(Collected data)
::::::::::
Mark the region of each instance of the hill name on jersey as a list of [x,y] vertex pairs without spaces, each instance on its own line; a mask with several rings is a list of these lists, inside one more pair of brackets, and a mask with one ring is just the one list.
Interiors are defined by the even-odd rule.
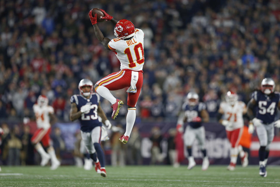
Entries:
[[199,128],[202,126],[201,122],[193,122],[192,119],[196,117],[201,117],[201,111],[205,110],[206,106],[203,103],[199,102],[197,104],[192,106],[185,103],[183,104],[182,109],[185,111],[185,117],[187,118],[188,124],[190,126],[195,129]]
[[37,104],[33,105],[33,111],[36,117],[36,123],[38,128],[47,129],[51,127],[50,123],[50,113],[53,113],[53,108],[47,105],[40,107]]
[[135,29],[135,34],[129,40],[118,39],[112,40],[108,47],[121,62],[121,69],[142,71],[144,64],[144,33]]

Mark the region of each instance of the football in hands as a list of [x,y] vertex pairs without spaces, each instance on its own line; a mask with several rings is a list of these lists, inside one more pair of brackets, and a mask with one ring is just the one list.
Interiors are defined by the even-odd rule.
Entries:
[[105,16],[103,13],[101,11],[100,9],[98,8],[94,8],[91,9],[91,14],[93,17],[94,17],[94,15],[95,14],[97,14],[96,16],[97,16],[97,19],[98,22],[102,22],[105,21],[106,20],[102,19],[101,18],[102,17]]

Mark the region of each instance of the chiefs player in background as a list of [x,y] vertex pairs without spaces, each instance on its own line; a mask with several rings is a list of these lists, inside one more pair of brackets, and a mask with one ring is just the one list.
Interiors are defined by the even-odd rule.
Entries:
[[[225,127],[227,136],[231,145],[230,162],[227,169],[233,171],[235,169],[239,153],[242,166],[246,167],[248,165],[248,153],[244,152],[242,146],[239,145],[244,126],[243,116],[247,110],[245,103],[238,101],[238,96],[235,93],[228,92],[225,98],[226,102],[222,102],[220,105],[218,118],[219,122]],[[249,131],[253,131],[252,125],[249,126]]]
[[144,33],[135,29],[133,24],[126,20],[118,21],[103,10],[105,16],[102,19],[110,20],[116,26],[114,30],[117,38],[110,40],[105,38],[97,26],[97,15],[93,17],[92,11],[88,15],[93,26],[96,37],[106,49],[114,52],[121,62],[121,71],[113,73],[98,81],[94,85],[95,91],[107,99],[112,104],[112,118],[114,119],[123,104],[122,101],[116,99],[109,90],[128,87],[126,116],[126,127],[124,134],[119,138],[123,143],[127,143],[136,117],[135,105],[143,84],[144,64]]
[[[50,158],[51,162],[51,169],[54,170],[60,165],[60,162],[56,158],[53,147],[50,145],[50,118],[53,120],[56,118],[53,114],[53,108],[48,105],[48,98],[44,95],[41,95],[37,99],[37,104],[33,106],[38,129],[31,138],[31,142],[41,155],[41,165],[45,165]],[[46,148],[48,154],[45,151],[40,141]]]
::::::::::
- _What to work on_
Retype all of the records above line for line, without any changes, and leave the pictures out of your answer.

- _The solution_
Mark the region of each instance of the hill name on jersey as a list of [x,y] vertex pairs without spaces, each instance on its own line; a mask with several rings is a list of these lists, inside one more pair of brackets, and a mask with one ring is just the one list.
Interiors are defined by the even-odd rule.
Entries:
[[199,128],[202,126],[201,122],[193,122],[192,119],[196,117],[201,117],[201,111],[205,110],[206,106],[203,103],[199,102],[197,104],[192,106],[185,103],[183,104],[182,109],[185,111],[185,117],[187,118],[188,124],[190,126],[195,129]]
[[37,104],[33,105],[33,111],[36,117],[36,123],[38,128],[47,129],[51,127],[50,123],[50,113],[53,113],[53,108],[47,105],[40,107]]
[[135,29],[135,34],[129,40],[118,39],[112,40],[108,47],[121,62],[121,69],[142,71],[144,64],[144,33]]

Mark the region of each instance of the football in hands as a list of [x,y] vertex pairs without spaces, each instance on its own line; a mask with several rings is a list of these lists, inside one more pair of brackets, and a mask with one ring is just the one list.
Interiors are defined by the even-odd rule.
Entries:
[[105,16],[103,13],[101,11],[100,9],[98,8],[94,8],[91,9],[91,14],[93,17],[94,17],[94,15],[95,14],[97,14],[96,16],[97,16],[97,19],[98,22],[102,22],[105,21],[106,20],[102,19],[101,18],[102,17]]

Mark the region of each instance of the chiefs player in background as a list of [x,y] vertex pairs without spaces, each instance on its own line; a mask with several rings is a list of these lists, inside one more pair of brackets, and a mask with one ring is just the one list.
Interiors are defined by the even-odd rule.
Entries:
[[[225,127],[227,136],[231,145],[230,162],[227,169],[233,171],[235,169],[239,153],[242,166],[246,167],[248,165],[248,153],[244,152],[242,146],[239,145],[244,126],[243,116],[247,110],[245,103],[238,101],[238,96],[235,93],[228,92],[225,98],[226,102],[222,102],[220,105],[218,118],[219,122]],[[249,131],[253,131],[252,125],[249,126]]]
[[144,33],[135,29],[133,24],[126,20],[118,21],[103,10],[105,16],[102,19],[110,20],[116,26],[114,30],[117,38],[110,40],[105,38],[97,26],[97,15],[93,17],[92,11],[88,15],[93,26],[96,37],[106,49],[114,52],[121,62],[121,71],[113,73],[98,81],[94,85],[95,91],[107,99],[112,104],[112,118],[114,119],[123,104],[122,101],[116,99],[109,90],[128,87],[126,116],[126,127],[124,134],[119,138],[123,143],[127,143],[136,117],[135,105],[143,84],[144,64]]
[[[50,158],[51,162],[51,169],[54,170],[60,165],[60,162],[56,158],[53,147],[50,145],[50,118],[53,120],[56,118],[53,114],[53,108],[48,105],[48,98],[44,95],[41,95],[37,99],[37,104],[33,106],[38,129],[31,138],[31,142],[41,155],[41,165],[45,165]],[[46,148],[48,154],[45,151],[40,141]]]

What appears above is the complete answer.